Summary:   From Pat Deveney's database:

Whisper, The.
Voice of Tomorrow / Vancourier to the Voice / A Journalette of Prevenient Thought.
Independent, International / Give Tomorrow a Voice Today
Other titles: Voice of Tomorrow
1932–1936? Monthly through June 1933, then bimonthly, and then monthly
Valley of the Pines, Montague, MI. Editor: Joseph Alexander Sadony, founder and editor, and William Alvis Guthrie, M.D.. Succeeded by: Voice of Tomorrow
Corporate author: Official Organ for The International Board of Prevenient Education
1/1, March 1932. 8-16 pp., $1.00 a year, later available in exchange for free-will offerings to cover printing and postage.

The journal was intended as the "midget forerunner" designed to test the waters for a proposed Magazine of Prevenient Thought, Voice of Tomorrow, which never materialized. It announced itself in the first issue as "an international, independent Journal of practical, forward-looking synthetic Philosophy and Literature, advocating the non-sectarian union of Science and Religion, assisting in the promotion of universal understanding, and recognizing and investigating the little known possibilities and susceptibilities of the Human Mind. It seeks to capture fragments of Tomorrow's thought, philosophy and literature in all forms, as well as various phases of 'prevenient life'; presenting an 'official' Preview of the Human Scene." The forthcoming journal was to be "issued only to our staff — associate editor — contributors and a limited number of students, 'registered readers' and original subscribers, who are active in 'Giving Tomorrow a Voice Today.'" In line with this, the journal's masthead listed a large number of people on various Advisory Boards and as Associate Editors, Contributing Editors, Special Correspondents and representatives—the forerunners of the "Prevenient Net-work" that never came. The goal of the grandiose scheme was the "survival of the intuitively fit," and its secret was "to live in Tomorrow, in thought, just enough to be able to conduct Today in answer to the prayers you then might utter."

What this meant, apparently, was the exaltation of hunches received by "mental radio" and visualization of ideals in pursuit of the "unpremeditated life," the unselfconscious, natural, unsophisticated, intuitive achievement of man's inherent desires. (The picture on the masthead, appropriately, showed a bearded, long-haired man with an angel whispering in each ear.)

────────────────────

# GOALS
1. Answer these questions using the passage about The Whisper:
(a) In what place was the journal published?
(b) What was the yearly price listed for the first issue?
(c) What did the picture on the masthead show?
2. Continue the passage about The Whisper, beginning after its final sentence.

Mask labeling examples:
────────────────────

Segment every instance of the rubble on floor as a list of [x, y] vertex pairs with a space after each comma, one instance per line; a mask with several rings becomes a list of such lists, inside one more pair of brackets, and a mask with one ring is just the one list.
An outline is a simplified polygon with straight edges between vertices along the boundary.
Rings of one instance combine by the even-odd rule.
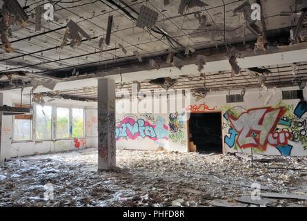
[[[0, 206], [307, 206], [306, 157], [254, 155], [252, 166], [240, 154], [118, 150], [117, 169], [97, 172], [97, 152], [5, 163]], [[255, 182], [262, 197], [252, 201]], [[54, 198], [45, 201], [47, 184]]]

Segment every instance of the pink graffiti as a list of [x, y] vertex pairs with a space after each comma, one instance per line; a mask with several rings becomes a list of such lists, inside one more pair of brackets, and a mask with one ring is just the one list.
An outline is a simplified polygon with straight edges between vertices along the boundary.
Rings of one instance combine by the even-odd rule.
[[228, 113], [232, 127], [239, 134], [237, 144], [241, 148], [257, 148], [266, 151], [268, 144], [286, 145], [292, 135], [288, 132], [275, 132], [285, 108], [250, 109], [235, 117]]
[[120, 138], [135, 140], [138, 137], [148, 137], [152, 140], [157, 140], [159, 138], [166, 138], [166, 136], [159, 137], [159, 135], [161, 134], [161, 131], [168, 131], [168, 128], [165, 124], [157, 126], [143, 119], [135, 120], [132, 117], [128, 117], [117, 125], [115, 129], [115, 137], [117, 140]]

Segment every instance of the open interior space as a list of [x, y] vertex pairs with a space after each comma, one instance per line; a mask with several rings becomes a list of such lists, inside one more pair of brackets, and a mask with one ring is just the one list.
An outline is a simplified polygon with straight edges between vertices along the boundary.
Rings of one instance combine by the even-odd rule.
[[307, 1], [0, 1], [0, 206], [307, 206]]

────────────────────

# THE RESULTS
1.
(a) Valley of the Pines, Montague, MI.
(b) $1.00 a year.
(c) A bearded, long-haired man with an angel whispering in each ear.

2.
The unpremeditated life included sex:

"Excessive sex seeks a sexless cloak; and because the spontaneous charm of well-balanced virginity has been lost, the first losers sought to put that charming cloak out of fashion, causing those who still possessed it to hide it in shame, don ning the appearance of a sophistication that was not natal and not quickly nor easily acquired. Neither the beauty nor sacredness of love finds their feminine expression in girls of experienced modesty, but rather in the unpremeditated, unselfconscious actions of unsophisticated, pure-minded 'children,'no matter what their age, for such will never 'grow up.'"

"But virtue is not virgin when a woman's purity is pride and show; when her fear of shame preserves her from vice to which her heart is attached; and when the refutation of chastity causes her to violate it. Nor should we condemn the question of sex, when it should be a pure interesting study; realizing it to be life itself, awakening life within life, and not merely animal propensities which are but its shadow."

Sadony (1877-1960), was German-born but grew up in Michigan and then Chicago. He worked as a photographer, movie maker, inventor, and author (Gates of the Mind, 1948), but is perhaps best known as the head of a "Society of Psychology" and its "free-love" House of Mystery colony in Michigan and Chicago, where he gathered around him (as his wife revealed in her 1908 divorce) a bevy of young girls (no more than 13 allowed) whom he trained to give him their earnings and submit to his trance commands—including divorcing their spouses (if any) and discarding their clothes in the colony.

Sadony helped edit John E. Richardson's Great Work in America after its revival in California in the 1920s, and contributed to To You, its successor. Simultaneously with this journal Sadony also published The Bulletin/Caravel Bulletin in 4-page letter format. The journal was largely written by Sadony, with occasional articles by various disciples, and each issue carried a fetching photograph of Sadony. Guthrie, who at times helped edit the journal, was the founder of "You College," the American College of Natural Philosophy in Franklyn, Kentucky, whose lessons were advertised in the journal. NYPL; LOC; Villanova University.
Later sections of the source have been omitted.